Problem details. Copy out all lines from the material that contain the string "marble".

== Records for this task ==

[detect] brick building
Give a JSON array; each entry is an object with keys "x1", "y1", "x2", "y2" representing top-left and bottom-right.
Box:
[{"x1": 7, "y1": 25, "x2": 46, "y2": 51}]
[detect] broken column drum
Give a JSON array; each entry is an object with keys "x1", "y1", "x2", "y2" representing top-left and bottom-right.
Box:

===
== Records for this task ==

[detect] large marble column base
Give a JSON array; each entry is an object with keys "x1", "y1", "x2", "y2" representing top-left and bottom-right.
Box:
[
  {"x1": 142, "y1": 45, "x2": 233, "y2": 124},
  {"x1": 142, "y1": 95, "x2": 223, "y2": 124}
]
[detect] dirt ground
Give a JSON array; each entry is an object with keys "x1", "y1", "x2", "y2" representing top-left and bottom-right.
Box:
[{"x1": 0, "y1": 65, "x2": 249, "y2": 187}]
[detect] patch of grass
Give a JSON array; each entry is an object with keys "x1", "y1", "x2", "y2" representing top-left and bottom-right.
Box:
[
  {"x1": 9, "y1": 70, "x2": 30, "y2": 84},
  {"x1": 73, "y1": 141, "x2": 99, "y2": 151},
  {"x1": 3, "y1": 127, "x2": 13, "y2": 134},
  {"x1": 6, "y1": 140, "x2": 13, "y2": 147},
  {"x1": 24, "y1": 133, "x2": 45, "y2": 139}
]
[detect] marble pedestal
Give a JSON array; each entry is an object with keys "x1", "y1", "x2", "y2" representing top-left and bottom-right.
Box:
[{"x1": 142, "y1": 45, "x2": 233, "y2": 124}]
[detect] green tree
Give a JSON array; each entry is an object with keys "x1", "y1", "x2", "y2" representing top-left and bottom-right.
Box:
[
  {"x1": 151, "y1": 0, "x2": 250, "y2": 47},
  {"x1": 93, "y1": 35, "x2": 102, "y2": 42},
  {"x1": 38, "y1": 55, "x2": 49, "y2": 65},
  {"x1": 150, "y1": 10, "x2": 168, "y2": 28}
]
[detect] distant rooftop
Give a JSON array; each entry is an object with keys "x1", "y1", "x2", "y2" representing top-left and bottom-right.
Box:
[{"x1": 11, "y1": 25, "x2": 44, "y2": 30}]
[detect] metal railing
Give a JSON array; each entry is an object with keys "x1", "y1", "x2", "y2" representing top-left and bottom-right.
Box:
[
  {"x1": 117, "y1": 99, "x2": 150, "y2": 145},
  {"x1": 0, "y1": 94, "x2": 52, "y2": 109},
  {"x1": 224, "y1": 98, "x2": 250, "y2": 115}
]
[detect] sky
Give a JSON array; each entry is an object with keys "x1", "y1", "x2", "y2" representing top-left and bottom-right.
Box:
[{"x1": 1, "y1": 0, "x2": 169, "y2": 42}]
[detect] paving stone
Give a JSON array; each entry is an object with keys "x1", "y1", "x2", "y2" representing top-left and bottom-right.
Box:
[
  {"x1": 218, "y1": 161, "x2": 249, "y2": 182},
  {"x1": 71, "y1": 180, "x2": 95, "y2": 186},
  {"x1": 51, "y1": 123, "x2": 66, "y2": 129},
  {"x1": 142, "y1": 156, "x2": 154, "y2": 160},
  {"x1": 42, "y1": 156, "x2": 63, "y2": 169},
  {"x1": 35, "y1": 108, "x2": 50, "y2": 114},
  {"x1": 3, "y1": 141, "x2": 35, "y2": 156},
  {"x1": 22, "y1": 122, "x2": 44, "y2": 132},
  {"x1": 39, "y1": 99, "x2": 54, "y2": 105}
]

===

Answer box.
[detect] large marble column base
[detect] marble pedestal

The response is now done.